Required work: Can you format the lines below as a JSON list of strings, one string per line, with blank lines omitted? Leave the pictures out of the answer.

═════ Supplied records ═════

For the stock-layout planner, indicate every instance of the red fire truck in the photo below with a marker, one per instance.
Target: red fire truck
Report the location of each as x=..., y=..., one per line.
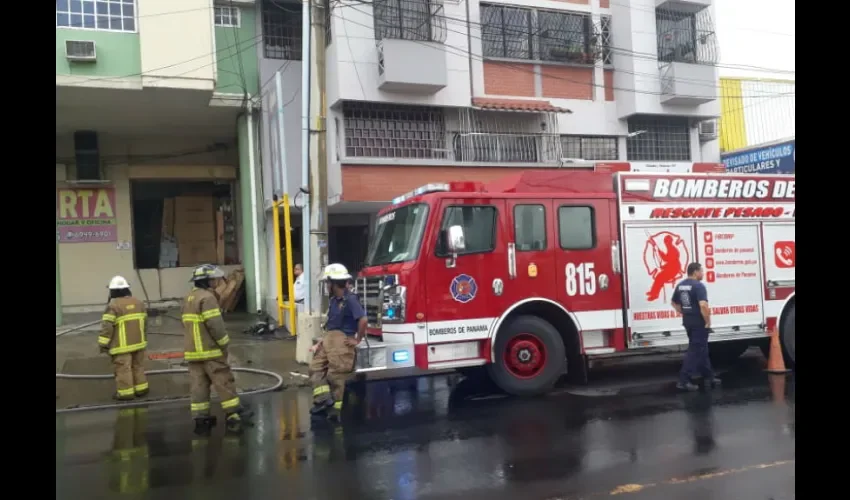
x=533, y=276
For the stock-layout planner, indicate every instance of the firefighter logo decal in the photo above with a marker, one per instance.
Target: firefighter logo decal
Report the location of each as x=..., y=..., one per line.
x=665, y=258
x=463, y=288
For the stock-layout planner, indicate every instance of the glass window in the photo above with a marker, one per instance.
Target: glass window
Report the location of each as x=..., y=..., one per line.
x=478, y=223
x=398, y=235
x=530, y=227
x=576, y=228
x=111, y=15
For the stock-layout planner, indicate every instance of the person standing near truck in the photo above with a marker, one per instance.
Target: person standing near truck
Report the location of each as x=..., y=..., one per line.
x=690, y=299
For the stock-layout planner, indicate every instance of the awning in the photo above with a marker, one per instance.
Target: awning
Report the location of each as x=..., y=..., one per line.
x=526, y=105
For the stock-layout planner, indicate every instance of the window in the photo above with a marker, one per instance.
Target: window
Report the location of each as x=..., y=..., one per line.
x=282, y=30
x=394, y=131
x=404, y=20
x=576, y=228
x=183, y=224
x=398, y=235
x=530, y=227
x=659, y=139
x=686, y=37
x=589, y=147
x=506, y=32
x=479, y=227
x=564, y=37
x=227, y=16
x=519, y=33
x=114, y=15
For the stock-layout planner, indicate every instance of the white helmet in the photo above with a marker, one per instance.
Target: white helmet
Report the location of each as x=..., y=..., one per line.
x=118, y=283
x=336, y=272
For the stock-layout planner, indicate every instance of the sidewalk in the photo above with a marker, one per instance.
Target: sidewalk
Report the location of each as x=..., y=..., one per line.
x=77, y=353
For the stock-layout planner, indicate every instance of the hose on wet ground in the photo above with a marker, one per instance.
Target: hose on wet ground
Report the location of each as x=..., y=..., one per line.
x=150, y=402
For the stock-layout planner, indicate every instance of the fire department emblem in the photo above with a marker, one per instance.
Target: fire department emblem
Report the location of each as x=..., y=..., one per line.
x=463, y=288
x=665, y=257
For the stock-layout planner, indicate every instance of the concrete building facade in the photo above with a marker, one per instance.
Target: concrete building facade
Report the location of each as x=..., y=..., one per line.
x=154, y=103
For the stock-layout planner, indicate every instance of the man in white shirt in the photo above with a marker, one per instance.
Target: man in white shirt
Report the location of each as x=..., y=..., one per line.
x=299, y=291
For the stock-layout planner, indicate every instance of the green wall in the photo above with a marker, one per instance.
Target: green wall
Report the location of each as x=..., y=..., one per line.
x=229, y=53
x=118, y=54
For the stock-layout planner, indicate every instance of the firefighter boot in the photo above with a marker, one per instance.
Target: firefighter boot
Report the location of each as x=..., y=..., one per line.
x=687, y=386
x=204, y=425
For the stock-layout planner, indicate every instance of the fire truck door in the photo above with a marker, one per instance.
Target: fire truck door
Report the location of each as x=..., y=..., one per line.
x=531, y=230
x=587, y=286
x=463, y=294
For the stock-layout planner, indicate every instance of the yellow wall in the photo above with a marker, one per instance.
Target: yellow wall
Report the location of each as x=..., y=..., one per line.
x=86, y=268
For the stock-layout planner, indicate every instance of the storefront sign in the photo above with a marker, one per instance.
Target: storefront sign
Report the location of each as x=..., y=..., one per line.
x=86, y=215
x=775, y=159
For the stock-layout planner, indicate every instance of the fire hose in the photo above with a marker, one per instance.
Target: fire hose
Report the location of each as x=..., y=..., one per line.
x=150, y=402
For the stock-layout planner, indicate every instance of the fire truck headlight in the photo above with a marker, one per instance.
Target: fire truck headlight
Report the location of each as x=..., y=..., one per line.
x=392, y=310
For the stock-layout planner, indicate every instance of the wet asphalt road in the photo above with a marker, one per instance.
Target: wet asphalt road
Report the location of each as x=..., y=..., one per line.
x=432, y=438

═════

Response for this exercise:
[
  "For the stock-layout planner, indicate every instance of the red fire truck in the photo below with a marker, one per instance.",
  "Target: red fire truck",
  "Report the location of each as x=..., y=..., one per line.",
  "x=533, y=276",
  "For the stock-layout planner, indicate every instance of the firefighter logo decal in the photo above with a marker, one per instance.",
  "Target: firefighter logo decal",
  "Report the location of each as x=..., y=..., one per line.",
  "x=665, y=258",
  "x=463, y=288",
  "For the stock-layout planner, indicate every instance of the glass window in the photo above with a marker, one per instance.",
  "Target: glass window",
  "Report the location of each as x=..., y=..., one per line.",
  "x=478, y=223",
  "x=398, y=235",
  "x=530, y=227",
  "x=576, y=228",
  "x=111, y=15",
  "For the stock-layout planner, indicate every instance of the person standing near truck in the photo above with a marker, one per instance.",
  "Target: person standing near truck",
  "Report the location of each as x=..., y=..., one per line.",
  "x=690, y=299",
  "For the stock-layout planner, indicate every instance of the awning in the photo above with a marker, one per instance.",
  "Target: awning",
  "Report the location of each as x=..., y=..., one per line.",
  "x=526, y=105",
  "For the stock-layout planner, indicate every instance of the window in the photo above with a marker, one per instance.",
  "Target: window",
  "Report the location of each as x=..., y=..., one per line.",
  "x=282, y=30",
  "x=394, y=131",
  "x=404, y=20",
  "x=576, y=228",
  "x=183, y=224",
  "x=398, y=235",
  "x=530, y=227",
  "x=659, y=139",
  "x=686, y=37",
  "x=589, y=147",
  "x=506, y=32",
  "x=479, y=227",
  "x=564, y=37",
  "x=227, y=16",
  "x=519, y=33",
  "x=114, y=15",
  "For the stock-layout planner, indicate every instance of the white helmet in the photo above with a marker, one per instance.",
  "Target: white helmet",
  "Report the location of each as x=..., y=..., one per line.",
  "x=118, y=283",
  "x=336, y=272",
  "For the stock-layout planner, indicate every instance of the sidewalk in the photo above with a marker, one per instance.",
  "Target: sidewalk",
  "Report the location of each as x=..., y=..., one per line.",
  "x=77, y=353",
  "For the stock-layout planner, indicate every instance of the hose on wet ground in the photo above with a marker, one per instance.",
  "Target: hose on wet ground",
  "Report the location of each as x=..., y=..., one per line.",
  "x=150, y=402",
  "For the stock-layout planner, indicate every instance of the fire department emblem in the photo above with a marker, one per instance.",
  "Target: fire department emblem",
  "Report the location of each as x=..., y=..., one per line.",
  "x=463, y=288",
  "x=665, y=257",
  "For the stock-layout planner, indicate every instance of the concrete building facade in the photo above with a marker, one per instance.",
  "Target: concrete building facade",
  "Report the location of each as x=..., y=..., one per line.",
  "x=154, y=103",
  "For the stock-layout planner, indicate every instance of the man in white shirt in the photo above with a marker, one per instance.",
  "Target: man in white shirt",
  "Report the location of each as x=..., y=..., one per line.",
  "x=299, y=291",
  "For the stock-layout planner, indicate every instance of the green wall in the photo above with a marker, one per instance.",
  "Target: green wall",
  "Report the location of each as x=..., y=..., one per line.",
  "x=229, y=53",
  "x=118, y=54",
  "For the stock-layout planner, indicate every instance of the firefighter boot in the photo above with a marker, one per instance.",
  "Target: firefighter boot",
  "Report the location of each as x=..., y=..., one per line.",
  "x=687, y=386",
  "x=204, y=425",
  "For the stock-layout planner, indicate every instance of the fire truck door in the photo above with a marker, one per instance.",
  "Target: fire truck door",
  "Report the location of each as x=..., y=..., one per line.",
  "x=531, y=230",
  "x=587, y=286",
  "x=463, y=294",
  "For the stock-layout planner, indicate every instance of the yellow wall in the photo above with a marker, one per instance.",
  "Target: yellow wall",
  "Report the location of each as x=..., y=..., one per line.",
  "x=86, y=268",
  "For the stock-layout planner, indicate every instance of the storefront sign in the photo above with a marker, one per instance.",
  "Target: storefront sign",
  "Report the location of each as x=..., y=..., one per line.",
  "x=86, y=215",
  "x=775, y=159",
  "For the stock-layout planner, indicate every instance of the fire hose in the photo above with a marker, one per instance.",
  "Target: fire hose",
  "Report the location of each as x=..., y=..., one per line.",
  "x=150, y=402",
  "For the stock-layout planner, indicate every instance of the fire truck headlight in the photo above with a marker, one per instance.",
  "Target: fire truck headlight",
  "Report the location of each as x=..., y=..., one per line.",
  "x=392, y=310",
  "For the stock-layout planner, indicate every instance of the wet asphalt road in the photo above with a marker, one per instance.",
  "Target: wet asphalt road",
  "Report the location of each as x=..., y=..., one per line.",
  "x=432, y=438"
]